##### Information given
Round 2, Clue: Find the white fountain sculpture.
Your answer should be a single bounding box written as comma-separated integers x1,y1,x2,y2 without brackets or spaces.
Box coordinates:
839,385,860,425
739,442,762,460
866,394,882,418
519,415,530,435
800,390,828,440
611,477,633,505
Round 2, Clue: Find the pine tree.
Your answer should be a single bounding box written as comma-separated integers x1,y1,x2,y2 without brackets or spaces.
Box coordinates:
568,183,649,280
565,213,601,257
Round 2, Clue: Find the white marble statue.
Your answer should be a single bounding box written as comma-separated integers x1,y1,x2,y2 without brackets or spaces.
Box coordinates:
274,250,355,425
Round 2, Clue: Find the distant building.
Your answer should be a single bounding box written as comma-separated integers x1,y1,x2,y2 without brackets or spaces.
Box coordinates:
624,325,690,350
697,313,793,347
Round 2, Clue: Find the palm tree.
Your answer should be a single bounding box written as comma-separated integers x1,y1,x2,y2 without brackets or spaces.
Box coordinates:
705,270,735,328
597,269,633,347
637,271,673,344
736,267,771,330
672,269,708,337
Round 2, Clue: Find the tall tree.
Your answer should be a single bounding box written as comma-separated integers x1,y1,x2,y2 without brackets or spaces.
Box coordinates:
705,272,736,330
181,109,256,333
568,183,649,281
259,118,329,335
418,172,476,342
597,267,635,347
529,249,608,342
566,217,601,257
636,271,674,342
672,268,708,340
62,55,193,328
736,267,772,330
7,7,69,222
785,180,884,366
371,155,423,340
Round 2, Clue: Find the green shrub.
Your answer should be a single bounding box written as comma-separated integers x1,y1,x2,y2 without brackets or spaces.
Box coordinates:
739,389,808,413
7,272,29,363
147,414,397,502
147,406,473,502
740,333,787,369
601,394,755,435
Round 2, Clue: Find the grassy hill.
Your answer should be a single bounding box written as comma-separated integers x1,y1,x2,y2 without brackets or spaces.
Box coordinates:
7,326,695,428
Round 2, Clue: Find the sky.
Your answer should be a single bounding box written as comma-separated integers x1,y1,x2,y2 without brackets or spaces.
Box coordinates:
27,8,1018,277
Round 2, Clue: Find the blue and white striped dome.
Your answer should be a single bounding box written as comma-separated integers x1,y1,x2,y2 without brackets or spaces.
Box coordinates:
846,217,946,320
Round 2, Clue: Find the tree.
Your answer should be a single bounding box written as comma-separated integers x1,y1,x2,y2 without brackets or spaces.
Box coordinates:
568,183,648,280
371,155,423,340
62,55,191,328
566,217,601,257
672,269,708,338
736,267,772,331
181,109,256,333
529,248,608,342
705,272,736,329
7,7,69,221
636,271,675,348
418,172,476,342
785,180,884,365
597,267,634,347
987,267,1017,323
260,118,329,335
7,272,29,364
##########
Please rewrite the items in the part that opens with the line containing "Round 2, Clue: Find the pine tree." and closes with the line containing "672,269,708,337", multiplying every box coordinate in the answers by 1.1 and rounding each to a whole number, with halves rounded up. Keep every other line unchanged.

Round 2, Clue: Find the pine tree.
Your answer should be a single bounding box written as comma-separated integers x1,y1,x2,y2 without brackets or spaces.
Box coordinates:
625,201,714,308
622,234,661,283
Round 2, Clue: Find the white marble statue.
Your answer should be a single bounding box written as comma-separated integers x1,y1,x2,y2 without brackets or spaces.
Box coordinates:
301,275,391,468
Round 2, Clue: Find the distant building.
Your answer should be a single bounding box written as comma-separated integers x1,y1,x2,y2 without brackets or spaces.
Box coordinates:
686,358,759,385
767,344,872,382
Round 2, Clue: Find the palm tree.
Your answer should be a single bounding box written as comma-separated integers x1,y1,x2,y2 without brackets or spaces.
Box coordinates:
776,297,809,361
657,296,696,382
701,298,740,378
810,294,848,363
739,296,779,371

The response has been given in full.